EXTRACTED DATA:
◆ ◆ ◆ ◆

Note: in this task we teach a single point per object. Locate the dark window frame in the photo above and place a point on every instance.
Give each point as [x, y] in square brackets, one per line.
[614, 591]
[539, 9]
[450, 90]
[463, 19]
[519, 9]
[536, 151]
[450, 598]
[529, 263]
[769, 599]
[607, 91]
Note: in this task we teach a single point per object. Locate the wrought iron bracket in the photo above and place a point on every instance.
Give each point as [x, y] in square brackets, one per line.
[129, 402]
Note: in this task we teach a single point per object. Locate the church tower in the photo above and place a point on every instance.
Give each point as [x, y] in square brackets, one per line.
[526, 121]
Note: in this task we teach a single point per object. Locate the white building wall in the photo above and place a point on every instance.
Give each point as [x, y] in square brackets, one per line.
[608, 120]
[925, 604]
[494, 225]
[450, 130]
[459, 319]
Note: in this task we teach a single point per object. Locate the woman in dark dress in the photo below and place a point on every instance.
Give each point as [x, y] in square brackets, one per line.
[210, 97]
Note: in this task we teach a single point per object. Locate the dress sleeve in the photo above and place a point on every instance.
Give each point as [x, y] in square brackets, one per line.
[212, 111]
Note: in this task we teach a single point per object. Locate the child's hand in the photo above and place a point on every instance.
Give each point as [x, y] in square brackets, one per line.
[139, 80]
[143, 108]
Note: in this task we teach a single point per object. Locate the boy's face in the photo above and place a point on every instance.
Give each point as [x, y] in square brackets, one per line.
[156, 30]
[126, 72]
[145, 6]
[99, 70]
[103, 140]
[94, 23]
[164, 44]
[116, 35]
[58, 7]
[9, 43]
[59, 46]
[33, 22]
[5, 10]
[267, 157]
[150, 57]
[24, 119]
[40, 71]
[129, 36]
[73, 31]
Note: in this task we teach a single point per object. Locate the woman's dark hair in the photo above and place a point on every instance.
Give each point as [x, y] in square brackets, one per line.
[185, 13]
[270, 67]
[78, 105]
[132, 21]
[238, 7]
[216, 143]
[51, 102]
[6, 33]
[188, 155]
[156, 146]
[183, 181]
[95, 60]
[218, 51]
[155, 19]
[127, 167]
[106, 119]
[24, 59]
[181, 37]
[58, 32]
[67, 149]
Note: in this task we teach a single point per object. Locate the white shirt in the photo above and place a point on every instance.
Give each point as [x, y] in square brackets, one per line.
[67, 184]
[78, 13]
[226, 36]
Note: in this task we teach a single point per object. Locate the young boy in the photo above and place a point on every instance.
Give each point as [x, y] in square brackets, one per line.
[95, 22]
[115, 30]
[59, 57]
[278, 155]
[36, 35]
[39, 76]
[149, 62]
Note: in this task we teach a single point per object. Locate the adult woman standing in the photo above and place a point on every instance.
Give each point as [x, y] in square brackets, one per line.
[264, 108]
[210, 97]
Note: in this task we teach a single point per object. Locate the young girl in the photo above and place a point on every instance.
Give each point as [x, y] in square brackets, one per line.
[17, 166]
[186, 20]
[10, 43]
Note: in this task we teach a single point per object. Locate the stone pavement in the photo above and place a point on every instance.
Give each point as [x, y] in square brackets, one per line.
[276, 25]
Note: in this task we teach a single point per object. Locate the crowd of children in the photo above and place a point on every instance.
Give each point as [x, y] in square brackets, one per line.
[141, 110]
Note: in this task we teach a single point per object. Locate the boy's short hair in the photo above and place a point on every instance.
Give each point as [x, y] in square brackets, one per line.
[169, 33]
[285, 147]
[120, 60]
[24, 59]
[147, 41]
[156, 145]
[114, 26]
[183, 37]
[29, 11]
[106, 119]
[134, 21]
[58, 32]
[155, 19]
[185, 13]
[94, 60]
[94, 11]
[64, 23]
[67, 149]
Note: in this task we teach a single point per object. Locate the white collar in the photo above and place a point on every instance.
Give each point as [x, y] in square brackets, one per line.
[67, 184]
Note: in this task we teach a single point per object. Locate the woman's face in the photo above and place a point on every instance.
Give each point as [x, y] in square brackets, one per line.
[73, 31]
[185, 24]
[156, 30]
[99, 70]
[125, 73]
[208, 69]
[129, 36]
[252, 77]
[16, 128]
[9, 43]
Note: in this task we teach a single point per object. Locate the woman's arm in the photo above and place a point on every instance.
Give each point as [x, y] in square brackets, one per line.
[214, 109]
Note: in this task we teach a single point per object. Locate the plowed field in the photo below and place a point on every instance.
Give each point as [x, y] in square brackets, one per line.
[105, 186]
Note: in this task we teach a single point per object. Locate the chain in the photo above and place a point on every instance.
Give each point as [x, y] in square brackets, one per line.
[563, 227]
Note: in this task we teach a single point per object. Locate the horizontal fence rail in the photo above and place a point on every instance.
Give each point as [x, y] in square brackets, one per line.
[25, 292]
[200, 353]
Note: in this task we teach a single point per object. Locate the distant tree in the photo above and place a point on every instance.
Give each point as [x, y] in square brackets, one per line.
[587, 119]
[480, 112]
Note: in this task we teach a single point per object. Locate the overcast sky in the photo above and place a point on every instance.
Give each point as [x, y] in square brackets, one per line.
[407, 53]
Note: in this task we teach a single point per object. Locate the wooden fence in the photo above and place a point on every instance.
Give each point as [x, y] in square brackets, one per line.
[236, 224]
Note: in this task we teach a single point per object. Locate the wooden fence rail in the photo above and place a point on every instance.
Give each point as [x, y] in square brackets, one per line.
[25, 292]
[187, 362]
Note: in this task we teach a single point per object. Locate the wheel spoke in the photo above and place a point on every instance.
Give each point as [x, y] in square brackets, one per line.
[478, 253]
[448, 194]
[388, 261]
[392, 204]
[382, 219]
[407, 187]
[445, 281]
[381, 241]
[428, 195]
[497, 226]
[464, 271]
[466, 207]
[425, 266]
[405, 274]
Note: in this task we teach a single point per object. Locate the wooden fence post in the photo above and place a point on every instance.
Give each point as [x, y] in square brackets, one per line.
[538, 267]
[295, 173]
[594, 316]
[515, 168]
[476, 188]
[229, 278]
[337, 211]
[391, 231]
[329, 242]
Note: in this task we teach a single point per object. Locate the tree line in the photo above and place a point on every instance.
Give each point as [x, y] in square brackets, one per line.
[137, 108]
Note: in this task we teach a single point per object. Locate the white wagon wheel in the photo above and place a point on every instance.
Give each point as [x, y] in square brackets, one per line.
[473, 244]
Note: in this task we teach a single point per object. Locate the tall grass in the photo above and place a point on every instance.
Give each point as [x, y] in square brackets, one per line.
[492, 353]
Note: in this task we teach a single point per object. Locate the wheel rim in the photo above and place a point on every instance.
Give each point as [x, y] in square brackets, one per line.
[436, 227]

◆ ◆ ◆ ◆

Repeat the records. Match them exactly.

SOLUTION FOR THIS TASK:
Note: in this task we teach a single point per object. Locate the dark window frame in the photo above and place a point on every instance.
Give each point as [x, y] in square brackets, one per line.
[614, 591]
[539, 9]
[450, 90]
[463, 19]
[519, 9]
[536, 151]
[450, 598]
[529, 263]
[769, 599]
[607, 91]
Note: in this task we teach a single point per object. Locate the wrought iron bracket in the photo above and place a point on every instance.
Give each point as [x, y] in square brackets, one per line.
[129, 402]
Note: in this task we teach a single point per object. Locate the church tower in the photo above and place a point on every instance.
Give each point as [x, y] in square brackets, one per line.
[526, 121]
Note: in this task we teach a single point per object. Locate the white building wall in the photo above and place a point on every instance.
Give each point as [x, y] in square brackets, one per line.
[608, 120]
[925, 604]
[494, 225]
[450, 130]
[459, 319]
Note: in this task we teach a single point per object. Locate the woman in dark dress in the photo below and place a point on every instance.
Give each point as [x, y] in square brackets, one per line.
[210, 97]
Note: in this task we teach a single point per object. Locate the dress sleeve in the photo above and place a point on every instance.
Give each point as [x, y] in square brackets, one per line.
[212, 111]
Note: in this task we teach a single point per object. Locate the child's hand in the photo above and place a point on every instance.
Give each point as [x, y] in square brackets, one per line.
[139, 80]
[143, 108]
Note: in this task we teach a single point per object. Locate the boy's face in the photo above and place a point on every instance.
Give each point as [x, y] in square brackets, one per line.
[156, 30]
[126, 72]
[145, 6]
[99, 70]
[103, 140]
[94, 23]
[164, 44]
[116, 35]
[58, 7]
[9, 43]
[59, 46]
[33, 22]
[5, 10]
[267, 157]
[150, 57]
[24, 119]
[40, 71]
[129, 36]
[73, 31]
Note: in this task we teach a single point per object. Locate the woman's dark hair in the photo above and place a point on every instance.
Give each point as [x, y] in square brackets, one per line.
[185, 13]
[270, 67]
[78, 105]
[132, 21]
[238, 7]
[216, 143]
[51, 102]
[6, 33]
[188, 155]
[156, 146]
[183, 181]
[95, 60]
[218, 51]
[155, 19]
[127, 167]
[106, 119]
[24, 59]
[181, 37]
[58, 32]
[67, 149]
Note: in this task we teach a single point per object. Locate the white shirt in the photo above and place a point on every instance.
Give each point as [x, y] in square brackets, one per line.
[67, 184]
[78, 13]
[226, 36]
Note: in this task we teach a single point per object. Locate the young boy in the photo above and place a point on every instance.
Give each point as [x, y] in square brackets, one per line.
[95, 22]
[115, 30]
[59, 57]
[278, 155]
[36, 35]
[39, 76]
[149, 62]
Note: in this task we teach a single point per object. Locate the adult woman standing in the photo above and place a point on every instance.
Give each point as [x, y] in square brackets, one per line.
[264, 108]
[210, 97]
Note: in this task we teach a single point per object. Locate the young girl in the photo above and place a point on every instance.
Give each point as [x, y] in square brackets, one per line.
[17, 166]
[186, 20]
[10, 43]
Note: in this task we teach a single point per object. Locate the stone pavement in the photo above and place a point on every instance.
Give each point as [x, y] in square brackets, one per line.
[276, 25]
Note: in this task we teach a single point per object. Locate the crowd of children in the photo above and place a point on every instance.
Give each point as [x, y] in square brackets, one per line.
[141, 110]
Note: in this task we teach a single point per object. Locate the boy's short hair in the photo above and place a point on every instance.
Give each point as [x, y] in square brackets, one per line.
[169, 33]
[285, 147]
[120, 60]
[24, 59]
[147, 41]
[156, 145]
[114, 26]
[183, 37]
[29, 11]
[106, 119]
[134, 21]
[58, 32]
[155, 19]
[185, 13]
[94, 60]
[94, 11]
[64, 23]
[67, 149]
Note: in this task we teach a single point per object. Locate the white collar in the photo above and place a point on every instance.
Give each point as [x, y] in square brackets, one per line.
[67, 184]
Note: in this task we teach a single point per object. Locate the woman's face in the photo above and place a point on every instance.
Give each point as [x, y] in square brackets, one per line.
[73, 31]
[185, 24]
[156, 30]
[99, 70]
[125, 73]
[208, 69]
[129, 36]
[252, 77]
[16, 128]
[9, 43]
Note: in this task we teach a single point per object. Locate the woman's arm in the photo above and place a point on every instance.
Give each point as [x, y] in square brackets, one per line.
[214, 109]
Note: in this task we teach a single point per object. Locate the plowed field in the photo below and place a point on every instance.
Give each point as [x, y] in square brackets, one per line.
[105, 186]
Note: in this task we teach a single point per object. Locate the chain in the photo above and place a point on every instance.
Give each point as [x, y] in square brackets, one per line.
[563, 227]
Note: in this task we teach a single point per object. Locate the horizontal fence rail in the photo above and place a point on every instance.
Give each point as [x, y] in square brackets, one per line.
[25, 292]
[200, 353]
Note: in this task we teach a single point per object. Locate the distant tree in the photo above and place a point on every instance.
Give each point as [x, y] in square brackets, one per line.
[587, 119]
[480, 112]
Note: in this task we teach a single point per object. Locate the overcast sky in the photo above and place a point on every instance.
Give each point as [x, y] in square brackets, one per line.
[407, 53]
Note: in this task we teach a single point per object. Locate the wooden fence in the photo above and place a point on every instance.
Give each point as [x, y] in square brackets, one per line.
[236, 224]
Note: in this task we teach a single point per object. Locate the wooden fence rail in the photo above and place a point on every instance.
Give each point as [x, y] in square brackets, one per line.
[25, 292]
[187, 362]
Note: in this task we teach a single point per object. Locate the wheel spoke in the photo above and place a point on every instance.
Give each point as [x, y] in square brackets, one per line.
[478, 253]
[448, 194]
[388, 261]
[392, 204]
[382, 219]
[407, 187]
[445, 281]
[381, 241]
[428, 195]
[497, 226]
[464, 271]
[466, 207]
[425, 266]
[405, 274]
Note: in this task we teach a single point per object. Locate the wooden fence post in the photo above and place a point on every instance.
Give each point as [x, y] in square brackets, one per line.
[538, 267]
[295, 173]
[594, 316]
[515, 168]
[476, 188]
[229, 278]
[337, 211]
[391, 231]
[329, 242]
Note: in this task we teach a single point per object. Locate the tree line in the photo above and place a point on every instance.
Give each point as [x, y] in square brackets, one per line.
[137, 108]
Note: in this task we teach a single point per object. Locate the white wagon wheel in the photo above and place a point on every instance.
Give each point as [x, y] in square brackets, one per line.
[473, 244]
Note: in this task we teach a single point per object. Locate the tall grass in the photo above and place a point on every instance.
Give each point as [x, y] in square brackets, one per line.
[492, 353]
Note: in this task we teach a single point per object. Locate the wheel rim in the photo above and place a point on every instance.
Give each point as [x, y] in square brackets, one per line.
[436, 227]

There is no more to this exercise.